Requirement: How many lines of the listing below contain the string "roof"? Case matters; reply with the number only.

Rows from a dataset
--- --- ---

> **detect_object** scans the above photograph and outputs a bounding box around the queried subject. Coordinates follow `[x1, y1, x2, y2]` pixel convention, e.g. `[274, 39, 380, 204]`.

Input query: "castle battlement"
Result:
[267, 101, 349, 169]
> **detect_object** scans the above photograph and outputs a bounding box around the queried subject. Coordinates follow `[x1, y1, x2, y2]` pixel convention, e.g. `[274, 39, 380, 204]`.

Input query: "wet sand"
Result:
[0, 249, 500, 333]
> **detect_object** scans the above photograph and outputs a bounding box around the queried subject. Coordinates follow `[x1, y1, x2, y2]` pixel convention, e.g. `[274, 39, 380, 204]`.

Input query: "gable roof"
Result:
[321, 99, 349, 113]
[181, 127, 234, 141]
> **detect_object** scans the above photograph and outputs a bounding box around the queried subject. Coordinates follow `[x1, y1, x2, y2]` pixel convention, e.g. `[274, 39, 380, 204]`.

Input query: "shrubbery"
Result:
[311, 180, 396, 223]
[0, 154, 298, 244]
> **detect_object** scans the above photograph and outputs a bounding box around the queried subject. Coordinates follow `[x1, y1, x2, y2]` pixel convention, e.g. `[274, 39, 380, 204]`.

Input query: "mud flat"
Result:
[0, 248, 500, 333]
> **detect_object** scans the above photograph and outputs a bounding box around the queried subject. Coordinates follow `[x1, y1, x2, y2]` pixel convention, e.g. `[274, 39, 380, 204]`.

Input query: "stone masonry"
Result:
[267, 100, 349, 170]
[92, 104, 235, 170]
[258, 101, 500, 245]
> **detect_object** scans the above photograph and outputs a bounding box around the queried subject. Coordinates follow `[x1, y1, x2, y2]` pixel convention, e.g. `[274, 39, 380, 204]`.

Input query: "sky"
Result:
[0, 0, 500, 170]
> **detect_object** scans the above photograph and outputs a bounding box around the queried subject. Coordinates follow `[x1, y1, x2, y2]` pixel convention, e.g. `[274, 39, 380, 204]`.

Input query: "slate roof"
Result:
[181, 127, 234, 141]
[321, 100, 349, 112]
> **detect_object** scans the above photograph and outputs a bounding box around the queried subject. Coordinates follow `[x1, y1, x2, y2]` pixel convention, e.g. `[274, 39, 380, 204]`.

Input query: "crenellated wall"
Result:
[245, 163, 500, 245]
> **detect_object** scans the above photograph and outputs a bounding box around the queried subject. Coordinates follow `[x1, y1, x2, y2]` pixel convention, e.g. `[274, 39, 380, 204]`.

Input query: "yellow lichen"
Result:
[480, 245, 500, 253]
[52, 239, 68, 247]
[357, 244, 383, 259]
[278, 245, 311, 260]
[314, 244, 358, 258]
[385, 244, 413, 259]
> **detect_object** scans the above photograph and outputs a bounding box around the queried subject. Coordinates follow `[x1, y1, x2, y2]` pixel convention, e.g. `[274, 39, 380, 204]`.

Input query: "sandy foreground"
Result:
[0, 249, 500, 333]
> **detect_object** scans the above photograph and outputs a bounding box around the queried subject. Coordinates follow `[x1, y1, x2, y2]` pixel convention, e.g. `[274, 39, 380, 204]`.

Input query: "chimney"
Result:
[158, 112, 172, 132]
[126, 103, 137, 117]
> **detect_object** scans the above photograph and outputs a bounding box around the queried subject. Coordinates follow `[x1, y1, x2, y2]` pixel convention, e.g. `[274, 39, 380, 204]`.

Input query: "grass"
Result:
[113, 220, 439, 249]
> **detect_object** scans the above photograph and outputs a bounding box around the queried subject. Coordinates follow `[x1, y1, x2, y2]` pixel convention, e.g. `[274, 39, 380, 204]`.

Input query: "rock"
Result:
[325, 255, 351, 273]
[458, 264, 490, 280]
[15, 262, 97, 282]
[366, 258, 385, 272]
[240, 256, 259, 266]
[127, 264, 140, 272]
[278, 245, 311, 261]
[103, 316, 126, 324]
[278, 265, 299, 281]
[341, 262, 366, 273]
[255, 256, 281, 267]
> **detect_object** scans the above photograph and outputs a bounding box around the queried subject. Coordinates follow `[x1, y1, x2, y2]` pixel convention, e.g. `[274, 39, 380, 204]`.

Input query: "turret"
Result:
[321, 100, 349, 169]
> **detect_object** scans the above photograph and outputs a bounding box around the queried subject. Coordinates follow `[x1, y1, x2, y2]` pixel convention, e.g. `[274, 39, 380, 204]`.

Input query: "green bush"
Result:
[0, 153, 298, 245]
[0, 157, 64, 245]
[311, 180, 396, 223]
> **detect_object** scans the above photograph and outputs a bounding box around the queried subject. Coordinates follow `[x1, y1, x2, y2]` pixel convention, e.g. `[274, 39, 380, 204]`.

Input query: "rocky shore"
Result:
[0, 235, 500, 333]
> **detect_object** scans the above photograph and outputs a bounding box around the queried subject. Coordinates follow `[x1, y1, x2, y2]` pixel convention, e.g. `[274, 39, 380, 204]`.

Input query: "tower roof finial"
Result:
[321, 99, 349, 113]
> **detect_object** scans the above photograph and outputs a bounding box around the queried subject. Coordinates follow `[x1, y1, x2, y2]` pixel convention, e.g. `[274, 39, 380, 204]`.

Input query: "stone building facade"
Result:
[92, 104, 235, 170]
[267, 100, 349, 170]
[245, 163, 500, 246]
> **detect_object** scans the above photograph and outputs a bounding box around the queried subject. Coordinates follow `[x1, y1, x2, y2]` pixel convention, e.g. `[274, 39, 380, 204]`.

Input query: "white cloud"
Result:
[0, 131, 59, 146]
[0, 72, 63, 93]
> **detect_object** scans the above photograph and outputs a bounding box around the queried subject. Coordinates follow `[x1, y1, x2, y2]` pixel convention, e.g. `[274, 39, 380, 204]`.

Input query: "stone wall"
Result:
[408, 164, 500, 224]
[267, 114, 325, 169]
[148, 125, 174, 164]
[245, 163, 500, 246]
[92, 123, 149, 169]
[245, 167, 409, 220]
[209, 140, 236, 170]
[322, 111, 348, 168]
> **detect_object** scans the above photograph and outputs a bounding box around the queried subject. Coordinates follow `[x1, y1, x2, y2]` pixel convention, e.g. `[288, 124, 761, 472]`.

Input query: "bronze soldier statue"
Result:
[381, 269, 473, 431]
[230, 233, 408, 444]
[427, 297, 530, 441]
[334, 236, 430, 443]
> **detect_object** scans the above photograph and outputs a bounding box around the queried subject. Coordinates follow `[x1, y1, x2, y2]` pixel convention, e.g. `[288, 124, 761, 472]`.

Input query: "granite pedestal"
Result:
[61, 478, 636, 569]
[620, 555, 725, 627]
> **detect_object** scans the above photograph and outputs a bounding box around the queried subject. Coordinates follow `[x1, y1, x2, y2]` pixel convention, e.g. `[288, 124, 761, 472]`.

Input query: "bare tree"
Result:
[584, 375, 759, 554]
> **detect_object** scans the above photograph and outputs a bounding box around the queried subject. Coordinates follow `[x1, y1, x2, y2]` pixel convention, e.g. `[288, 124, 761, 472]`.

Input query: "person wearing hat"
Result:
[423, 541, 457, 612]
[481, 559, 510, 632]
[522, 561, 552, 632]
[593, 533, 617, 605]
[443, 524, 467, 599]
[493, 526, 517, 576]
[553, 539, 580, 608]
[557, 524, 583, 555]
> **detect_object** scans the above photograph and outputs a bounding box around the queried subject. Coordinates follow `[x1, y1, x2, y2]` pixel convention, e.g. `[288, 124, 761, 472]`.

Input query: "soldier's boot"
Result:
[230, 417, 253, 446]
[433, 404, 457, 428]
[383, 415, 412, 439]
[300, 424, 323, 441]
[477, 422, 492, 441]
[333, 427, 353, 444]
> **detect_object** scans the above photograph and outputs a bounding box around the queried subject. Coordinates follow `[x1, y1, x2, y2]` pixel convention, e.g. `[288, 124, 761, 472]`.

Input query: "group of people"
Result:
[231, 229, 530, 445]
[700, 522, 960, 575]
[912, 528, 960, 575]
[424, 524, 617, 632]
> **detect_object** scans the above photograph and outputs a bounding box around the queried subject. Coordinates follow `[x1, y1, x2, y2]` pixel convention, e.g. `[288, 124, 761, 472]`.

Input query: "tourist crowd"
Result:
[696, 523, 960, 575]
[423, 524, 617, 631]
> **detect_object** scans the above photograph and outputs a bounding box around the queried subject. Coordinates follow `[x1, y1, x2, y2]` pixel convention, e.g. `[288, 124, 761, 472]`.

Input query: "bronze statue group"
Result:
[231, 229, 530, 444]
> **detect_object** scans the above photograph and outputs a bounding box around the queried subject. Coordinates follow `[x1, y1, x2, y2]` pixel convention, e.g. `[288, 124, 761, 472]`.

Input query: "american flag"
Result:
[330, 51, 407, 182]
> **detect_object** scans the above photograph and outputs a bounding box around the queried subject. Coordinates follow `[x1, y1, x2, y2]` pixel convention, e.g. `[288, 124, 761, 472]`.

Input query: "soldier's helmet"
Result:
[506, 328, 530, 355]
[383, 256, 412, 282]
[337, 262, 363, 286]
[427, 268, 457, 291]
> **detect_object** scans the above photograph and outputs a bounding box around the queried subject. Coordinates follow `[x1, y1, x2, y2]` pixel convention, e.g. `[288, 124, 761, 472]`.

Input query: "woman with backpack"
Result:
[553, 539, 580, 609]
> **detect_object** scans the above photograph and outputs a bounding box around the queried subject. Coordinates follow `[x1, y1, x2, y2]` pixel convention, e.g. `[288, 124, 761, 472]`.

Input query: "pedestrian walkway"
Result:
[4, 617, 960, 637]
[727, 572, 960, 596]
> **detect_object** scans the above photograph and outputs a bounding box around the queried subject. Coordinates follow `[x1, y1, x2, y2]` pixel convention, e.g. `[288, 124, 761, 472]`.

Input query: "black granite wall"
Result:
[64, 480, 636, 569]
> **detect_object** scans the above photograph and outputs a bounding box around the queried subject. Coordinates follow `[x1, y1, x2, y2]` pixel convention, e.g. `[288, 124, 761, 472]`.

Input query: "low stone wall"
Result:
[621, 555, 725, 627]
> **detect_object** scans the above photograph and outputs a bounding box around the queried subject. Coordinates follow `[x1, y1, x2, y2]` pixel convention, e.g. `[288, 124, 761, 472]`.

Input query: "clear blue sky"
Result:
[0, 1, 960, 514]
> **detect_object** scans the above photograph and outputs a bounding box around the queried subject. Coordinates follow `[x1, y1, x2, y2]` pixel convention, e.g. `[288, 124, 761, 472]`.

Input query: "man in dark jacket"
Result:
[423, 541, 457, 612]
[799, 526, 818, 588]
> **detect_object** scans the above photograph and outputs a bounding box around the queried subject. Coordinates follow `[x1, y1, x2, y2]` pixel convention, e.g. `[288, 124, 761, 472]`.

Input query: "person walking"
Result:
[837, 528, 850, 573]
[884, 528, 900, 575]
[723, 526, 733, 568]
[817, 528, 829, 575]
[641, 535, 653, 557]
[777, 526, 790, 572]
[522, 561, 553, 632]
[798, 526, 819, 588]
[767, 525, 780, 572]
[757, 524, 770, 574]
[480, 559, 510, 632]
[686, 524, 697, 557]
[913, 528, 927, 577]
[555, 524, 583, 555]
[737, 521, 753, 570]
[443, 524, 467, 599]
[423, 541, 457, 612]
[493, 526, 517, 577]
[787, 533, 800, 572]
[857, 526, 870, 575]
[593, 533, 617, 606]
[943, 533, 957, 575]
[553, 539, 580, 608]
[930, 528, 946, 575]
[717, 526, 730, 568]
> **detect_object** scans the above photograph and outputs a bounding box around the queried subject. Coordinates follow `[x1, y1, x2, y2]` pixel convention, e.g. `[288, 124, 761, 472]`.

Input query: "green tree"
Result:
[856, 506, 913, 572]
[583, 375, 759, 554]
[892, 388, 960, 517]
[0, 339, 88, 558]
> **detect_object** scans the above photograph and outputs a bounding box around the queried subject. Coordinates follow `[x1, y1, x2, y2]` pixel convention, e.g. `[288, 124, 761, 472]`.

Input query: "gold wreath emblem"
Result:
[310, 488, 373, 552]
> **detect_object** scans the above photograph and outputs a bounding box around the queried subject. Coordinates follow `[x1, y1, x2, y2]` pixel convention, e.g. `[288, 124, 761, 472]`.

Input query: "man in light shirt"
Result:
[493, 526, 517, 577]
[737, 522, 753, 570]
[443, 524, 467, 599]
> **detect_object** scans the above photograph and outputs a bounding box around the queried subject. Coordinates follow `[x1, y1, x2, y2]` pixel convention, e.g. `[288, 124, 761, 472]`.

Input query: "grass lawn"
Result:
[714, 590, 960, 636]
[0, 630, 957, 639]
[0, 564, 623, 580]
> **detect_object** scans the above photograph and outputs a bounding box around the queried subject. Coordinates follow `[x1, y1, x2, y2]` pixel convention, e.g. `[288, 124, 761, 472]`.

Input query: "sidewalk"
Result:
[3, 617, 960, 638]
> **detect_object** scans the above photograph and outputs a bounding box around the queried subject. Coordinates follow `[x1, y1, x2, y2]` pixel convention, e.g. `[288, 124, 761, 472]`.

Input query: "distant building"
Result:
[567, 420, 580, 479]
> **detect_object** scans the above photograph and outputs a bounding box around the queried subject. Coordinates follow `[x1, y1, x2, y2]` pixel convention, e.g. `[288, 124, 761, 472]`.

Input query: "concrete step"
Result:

--- --- ---

Answer in full: 3